*** Text passage Section Begins ***
According to the United States Census Bureau, the CDP covers an area of 3.3 square miles (8.7 km^{2}), 3.1 square miles (8.1 km^{2}) of it is land and 0.2 square miles (0.5 km^{2}) of it (6.32%) is water.

===Physical character===
Lake Sherwood has approximately 660 residences and consists of a guard-gated golf-club community, three electronic-gated communities, and lake-view homes along Lake Sherwood Drive. The area is almost completely residential, most residents using neighboring Thousand Oaks, Westlake Village, or Agoura Hills for commercial needs.

==Demographics==

Lake Sherwood first appeared as a census designated place in the 2010 U.S. census.

Historical population
| Census | Pop. | Note | %± |
| 2010 | 1,527 |  | — |
| 2020 | 1,759 |  | 15.2% |
U.S. Decennial Census 1850–1870 1880-1890 1900 1910 1920 1930 1940 1950 1960 1970 1980 1990 2000 2010

===2020 census===

As of the 2020 census, Lake Sherwood had a population of 1,759, with a population density of 560.7 PD/sqmi. 83.8% of residents lived in urban areas, while 16.2% lived in rural areas.

The whole population lived in households. There were 662 households, out of which 163 (24.6%) had children under the age of 18 living in them, 446 (67.4%) were married-couple households, 25 (3.8%) were cohabiting couple households, 107 (16.2%) had a female householder with no spouse or partner present, and 84 (12.7%) had a male householder with no spouse or partner present. 116 households (17.5%) were one person, and 57 (8.6%) were one person aged 65 or older. The average household size was 2.66. There were 517 families (78.1% of all households).

The age distribution was 315 people (17.9%) under the age of 18, 162 people (9.2%) aged 18 to 24, 232 people (13.2%) aged 25 to 44, 599 people (34.1%) aged 45 to 64, and 451 people (25.6%) who were 65 years of age or older. The median age was 52.4 years. For every 100 females, there were 102.2 males. For every 100 females age 18 and over, there were 102.2 males age 18 and over.

There were 706 housing units at an average density of 225.1 /mi2, of which 662 (93.8%) were occupied and 44 (6.2%) were vacant. Of occupied units, 580 (87.6%) were owner-occupied and 82 (12.4%) were occupied by renters. The homeowner vacancy rate was 1.3% and the rental vacancy rate was 9.7%.

Racial composition as of the 2020 census
| Race | Number | Percent |
|---|---|---|
| White | 1,432 | 81.4% |
| Black or African American | 5 | 0.3% |
| American Indian and Alaska Native | 4 | 0.2% |
| Asian | 143 | 8.1% |
| Native Hawaiian and Other Pacific Islander | 1 | 0.1% |
| Some other race | 33 | 1.9% |
| Two or more races | 141 | 8.0% |
| Hispanic or Latino (of any race) | 121 | 6.9% |

==Education==
The area is served by the Conejo Valley Unified School District. Students attend Westlake Elementary, Colina Middle School, and Westlake High School.
*** Text passage Section Ends ***
*** Provided material Section Begins ***
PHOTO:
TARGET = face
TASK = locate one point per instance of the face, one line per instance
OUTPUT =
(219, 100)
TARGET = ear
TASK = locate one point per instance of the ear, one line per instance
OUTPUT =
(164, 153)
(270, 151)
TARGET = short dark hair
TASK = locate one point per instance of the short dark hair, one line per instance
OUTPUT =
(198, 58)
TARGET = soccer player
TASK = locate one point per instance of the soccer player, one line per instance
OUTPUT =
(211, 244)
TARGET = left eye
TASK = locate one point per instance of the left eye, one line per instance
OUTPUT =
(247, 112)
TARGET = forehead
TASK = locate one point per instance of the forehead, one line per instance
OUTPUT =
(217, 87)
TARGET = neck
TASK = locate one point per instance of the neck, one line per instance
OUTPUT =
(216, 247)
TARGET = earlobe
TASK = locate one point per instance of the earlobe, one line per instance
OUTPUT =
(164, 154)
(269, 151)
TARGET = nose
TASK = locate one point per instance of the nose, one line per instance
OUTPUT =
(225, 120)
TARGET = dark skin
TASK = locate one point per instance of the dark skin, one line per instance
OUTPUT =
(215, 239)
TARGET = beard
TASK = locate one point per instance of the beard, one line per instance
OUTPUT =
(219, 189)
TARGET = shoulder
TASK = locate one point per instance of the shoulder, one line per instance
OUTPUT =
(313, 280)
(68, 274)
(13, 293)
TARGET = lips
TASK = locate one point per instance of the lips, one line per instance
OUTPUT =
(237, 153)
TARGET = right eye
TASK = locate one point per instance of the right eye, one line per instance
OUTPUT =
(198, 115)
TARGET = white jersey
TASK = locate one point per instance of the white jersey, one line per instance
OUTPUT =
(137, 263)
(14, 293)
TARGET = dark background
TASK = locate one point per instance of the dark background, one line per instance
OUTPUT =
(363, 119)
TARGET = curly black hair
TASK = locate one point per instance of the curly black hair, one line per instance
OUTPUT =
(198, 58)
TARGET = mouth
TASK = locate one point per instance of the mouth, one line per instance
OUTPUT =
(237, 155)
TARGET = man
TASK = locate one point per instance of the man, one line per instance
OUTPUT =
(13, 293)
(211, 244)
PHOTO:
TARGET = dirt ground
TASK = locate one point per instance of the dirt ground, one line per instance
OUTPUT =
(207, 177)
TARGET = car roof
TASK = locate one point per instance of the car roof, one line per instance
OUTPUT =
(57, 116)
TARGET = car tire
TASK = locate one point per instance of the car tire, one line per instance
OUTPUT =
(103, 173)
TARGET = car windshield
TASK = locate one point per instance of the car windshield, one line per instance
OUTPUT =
*** Provided material Section Ends ***
*** Provided material Section Begins ***
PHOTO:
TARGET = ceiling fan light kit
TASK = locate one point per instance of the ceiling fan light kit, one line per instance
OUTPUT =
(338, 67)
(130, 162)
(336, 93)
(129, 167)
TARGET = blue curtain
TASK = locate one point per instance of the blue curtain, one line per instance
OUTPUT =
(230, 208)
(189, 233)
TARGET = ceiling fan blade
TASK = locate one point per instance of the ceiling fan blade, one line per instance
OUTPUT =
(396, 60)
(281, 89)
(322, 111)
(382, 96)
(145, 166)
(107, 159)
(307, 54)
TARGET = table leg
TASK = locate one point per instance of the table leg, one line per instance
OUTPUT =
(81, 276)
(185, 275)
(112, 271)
*** Provided material Section Ends ***
*** Provided material Section Begins ***
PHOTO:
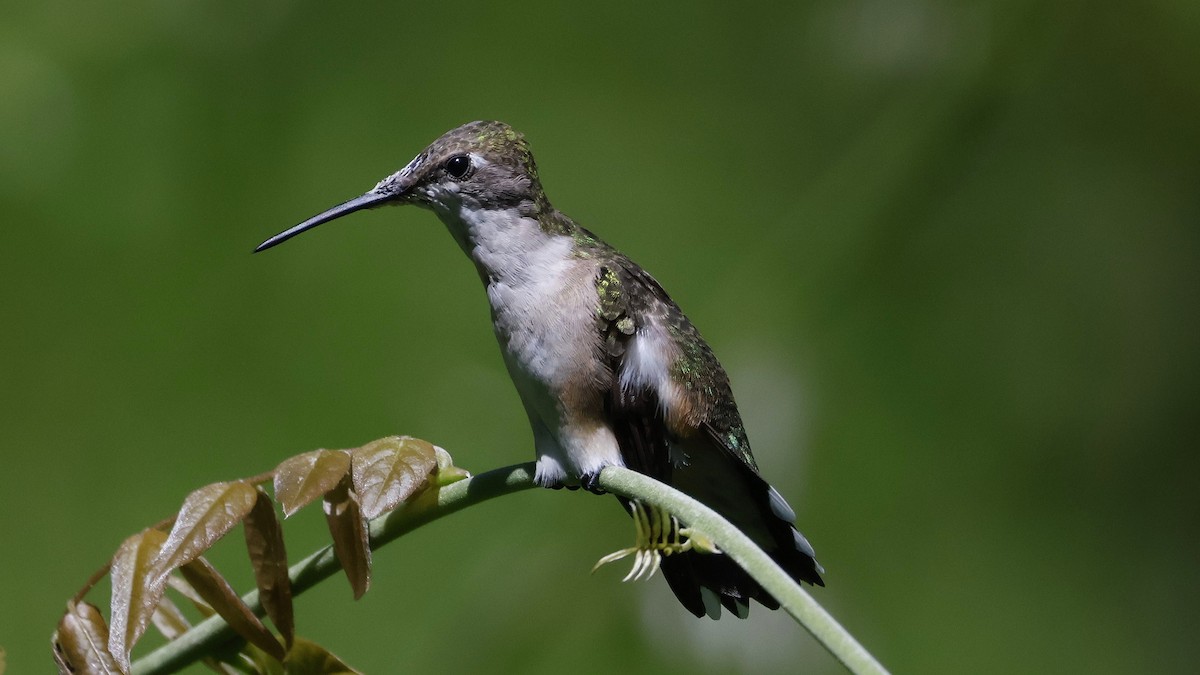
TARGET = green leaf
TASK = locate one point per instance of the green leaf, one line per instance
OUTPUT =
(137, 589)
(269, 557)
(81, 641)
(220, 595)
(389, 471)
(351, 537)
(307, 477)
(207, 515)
*** Provided material Section Ends ***
* Required action
Reproduce the Lake Sherwood text word for word between "As of the 2020 census, Lake" and "in rural areas.", inclusive.

* Problem solution
As of the 2020 census, Lake Sherwood had a population of 1,759, with a population density of 560.7 PD/sqmi. 83.8% of residents lived in urban areas, while 16.2% lived in rural areas.